> TASK TO COMPLETE
Decide whether each statement agrees with the soybean research article below, answering yes or no and quoting the deciding words: 1. The International Soybean Program is headquartered at the NSRL. 2. Bridget Owen is the director of the National Soybean Research Laboratory. 3. The course at which Owen spoke took place on the University of Illinois campus.

> SUPPLIED PASSAGE
########
URBANA, Ill. — Researchers continue to find new uses for soybean-based products, creating increased demand through expanding markets, and farmers play a key role in those efforts.

“The soybean farmers really deserve a lot of credit because they are very forward-thinking,” said Bridget Owen, National Soybean Research Laboratory associate director. “I’m always very impressed with their ability to look out far into the future and look at ways to address global protein needs through their products.”

The NSRL develops innovative processing and marketing techniques for soybeans, including promoting the health benefits of including soy in diets, as well as researching production issues.

The NSRL partners with the International Soybean Program, headquartered at the NSRL, to develop soybean processing and utilization technologies appropriate for developing countries to promote soy-based products.

The NRSL also works closely with the World Initiative for Soy in Human Health, an American Soybean Association program that brings the benefits of U.S. soy protein to developing countries.

Owen was among the speakers at the “Processing and Marketing Soybeans for Meat, Dairy, Baking and Snack Applications” course hosted by the INTSOY at the National Soybean Research Center on the University of Illinois campus.

“The cool thing about soy is it can be utilized in all of these different applications, but it’s also an incredible nutritional application for animal production,” she said. “When we look around the world at poultry, pork, beef and dairy production and also the growing fish production, soy is really center to providing that nutrition.
########
> DATA SHOWN

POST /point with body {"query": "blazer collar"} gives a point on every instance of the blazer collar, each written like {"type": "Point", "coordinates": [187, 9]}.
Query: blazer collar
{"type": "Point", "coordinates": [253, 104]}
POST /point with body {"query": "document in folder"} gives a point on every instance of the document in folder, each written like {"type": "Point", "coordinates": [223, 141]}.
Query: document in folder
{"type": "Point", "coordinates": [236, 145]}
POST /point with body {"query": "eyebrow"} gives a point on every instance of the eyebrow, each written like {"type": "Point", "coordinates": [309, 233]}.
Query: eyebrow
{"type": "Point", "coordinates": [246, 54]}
########
> RESULT BELOW
1. Yes: "the International Soybean Program, headquartered at the NSRL"
2. No: "Bridget Owen, National Soybean Research Laboratory associate director"
3. Yes: "at the National Soybean Research Center on the University of Illinois campus"